_INSTRUCTIONS FOR THE TASK:_ Report every line of the following entries that contains the word "below", copying each such line in full.

(Location labeling entries)
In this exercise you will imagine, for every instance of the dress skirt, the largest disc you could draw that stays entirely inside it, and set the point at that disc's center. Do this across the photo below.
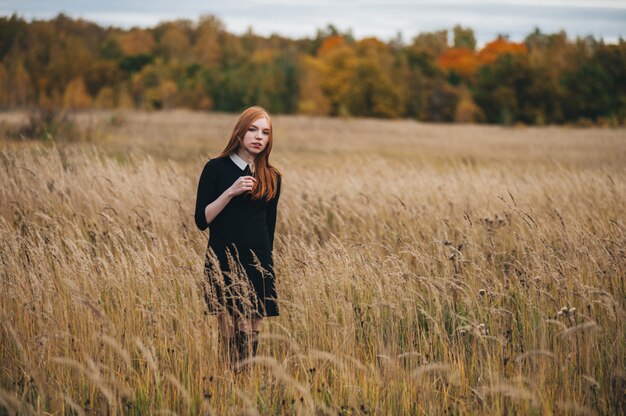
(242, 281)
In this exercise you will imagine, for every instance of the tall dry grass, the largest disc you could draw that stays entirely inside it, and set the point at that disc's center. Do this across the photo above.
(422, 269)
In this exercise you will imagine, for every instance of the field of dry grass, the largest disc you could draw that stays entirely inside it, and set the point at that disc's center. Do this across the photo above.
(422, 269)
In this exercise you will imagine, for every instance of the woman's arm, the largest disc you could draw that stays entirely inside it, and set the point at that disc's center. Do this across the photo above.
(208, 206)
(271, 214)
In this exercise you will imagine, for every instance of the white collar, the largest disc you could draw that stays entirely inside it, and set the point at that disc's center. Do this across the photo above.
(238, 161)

---

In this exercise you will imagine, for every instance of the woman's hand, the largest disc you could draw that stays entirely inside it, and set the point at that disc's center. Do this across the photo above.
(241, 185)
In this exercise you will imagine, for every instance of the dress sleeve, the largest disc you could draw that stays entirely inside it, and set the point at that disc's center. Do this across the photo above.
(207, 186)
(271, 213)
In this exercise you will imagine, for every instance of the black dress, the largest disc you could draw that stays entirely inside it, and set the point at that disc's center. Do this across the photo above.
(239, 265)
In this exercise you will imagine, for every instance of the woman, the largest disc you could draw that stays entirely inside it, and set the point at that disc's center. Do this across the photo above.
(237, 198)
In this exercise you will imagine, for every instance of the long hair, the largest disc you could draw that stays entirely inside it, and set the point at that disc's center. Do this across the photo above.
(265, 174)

_RESPONSE TO THIS EXERCISE:_
In this exercise you will imagine, for every instance of the dress skirt, the largest disc you could draw that stays entirely inside it, and set the point at that disc's center. Do this across the photo below.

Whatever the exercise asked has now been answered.